ИСТОЧНИК ->
•••••
— Евгений Водолазкин. Чагин. Татьяна Веретенова
Функционирует при финансовой поддержке Министерства цифрового развития, связи и массовых коммуникаций Российской Федерации
№ 11, 2024

№ 10, 2024

№ 9, 2024
№ 8, 2024

№ 7, 2024

№ 6, 2024
№ 5, 2024

№ 4, 2024

№ 3, 2024
№ 2, 2024

№ 1, 2024

№ 12, 2023

литературно-художественный и общественно-политический журнал
 


НАБЛЮДАТЕЛЬ

рецензии



«Не всякая выдумка — ложь, и не всякая правда — реальность»

Евгений Водолазкин. Чагин. — М.: Редакция Елены Шубиной (АСТ), 2022.


Новый роман Евгения Водолазкина идейно и композиционно во многом напоминает его знаменитого «Лавра». Герои романов сопоставимы по силе характеров и масштабам страстей, их роднит и рисунок судьбы — покаяние, искупление совершенного по молодости и глупости. В отличие от глубоко верующего, устремленного к Богу Лавра, архивист Исидор Чагин, выросший в советское время (годы жизни — 1940–2018), скорее, атеист, но ему удается переписать свою судьбу заново, стать мифом, воплотив в этом мифе идеальный вариант своей жизни.

К своим традиционно значимым темам — время, история, выдающаяся личность, память — Водолазкин добавляет новую, важнейшую: миф. С одной стороны, он исходит из того, что мы все живем в мифе, с другой — утверждает, что искусство сильнее действительности и способно менять ее. (Об этом Чагину говорит профессор Спицын: «Вы хотите сказать, что вымысел сильнее действительности? — Само собой!..») Весь роман выстроен в направлении от реальности к вымыслу. Но вымысел — не выдумка, а миф, растущий из реальности. По Водолазкину, он не подменяет реальности, а показывает ее должный вариант, сбывшуюся мечту.
•••••
ПРИВЕДЁННЫЙ ПЕРЕЧЕНЬ ->

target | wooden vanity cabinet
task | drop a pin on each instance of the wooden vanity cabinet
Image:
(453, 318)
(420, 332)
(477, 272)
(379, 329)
•••••
ЦЕЛЬ ЗАДАНИЯ ->
Какие годы жизни архивиста Исидора Чагина названы в рецензии на роман «Чагин»? Перечень к этому заданию отношения не имеет.

ОТВЕТ ->
1940–2018.